Only the lines below between the ones containing "of the concrete" and "of the pale", inclusive, are to be reproduced, each exactly as it stands.

• **Input material**:
::::::::::

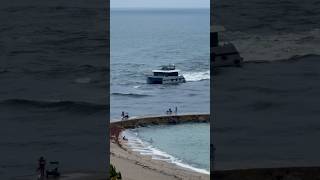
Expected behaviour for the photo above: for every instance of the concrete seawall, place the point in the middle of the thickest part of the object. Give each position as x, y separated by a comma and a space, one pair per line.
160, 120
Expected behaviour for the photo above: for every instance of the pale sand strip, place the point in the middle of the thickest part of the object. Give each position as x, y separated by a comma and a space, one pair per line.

::::::::::

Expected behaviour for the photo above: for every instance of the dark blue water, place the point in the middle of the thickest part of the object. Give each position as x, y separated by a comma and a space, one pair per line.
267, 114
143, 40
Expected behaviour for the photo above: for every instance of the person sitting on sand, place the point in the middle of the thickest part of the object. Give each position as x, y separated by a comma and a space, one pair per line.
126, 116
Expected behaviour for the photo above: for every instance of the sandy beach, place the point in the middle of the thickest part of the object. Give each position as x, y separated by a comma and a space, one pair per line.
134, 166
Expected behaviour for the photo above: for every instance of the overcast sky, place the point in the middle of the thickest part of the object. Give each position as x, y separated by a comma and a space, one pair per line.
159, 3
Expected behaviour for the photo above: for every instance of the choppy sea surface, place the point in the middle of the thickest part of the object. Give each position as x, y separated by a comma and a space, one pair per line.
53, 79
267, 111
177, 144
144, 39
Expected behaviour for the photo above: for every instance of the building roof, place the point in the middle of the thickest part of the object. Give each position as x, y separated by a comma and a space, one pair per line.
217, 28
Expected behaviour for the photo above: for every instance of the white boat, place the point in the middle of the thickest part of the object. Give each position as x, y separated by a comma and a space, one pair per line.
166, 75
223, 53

::::::::::

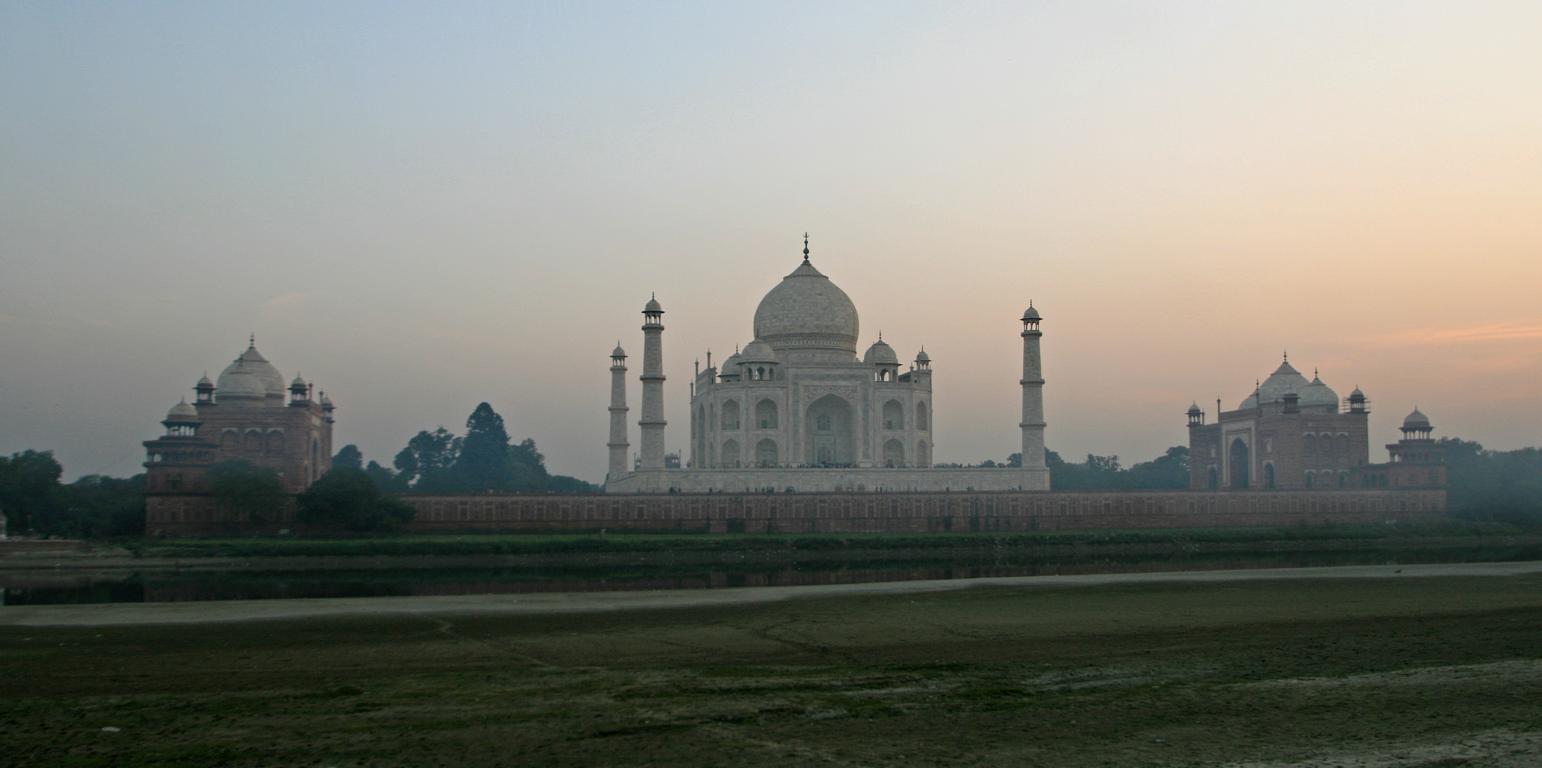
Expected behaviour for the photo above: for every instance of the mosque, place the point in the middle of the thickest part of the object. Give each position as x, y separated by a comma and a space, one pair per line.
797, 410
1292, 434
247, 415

::::::::::

• **Solved exercise**:
Expected behaviour for the photo above: for every instance of the concrete seawall, place the point in the middle of the thickest part of the object. Give each position as x, y separated by a comma and a space, one pair per line.
160, 120
Expected behaviour for the photo above: for every instance of the pale sand strip, place the point in the middle of the thickest part of the object. Give each position as x, y separated by a comma and a space, one pair per line.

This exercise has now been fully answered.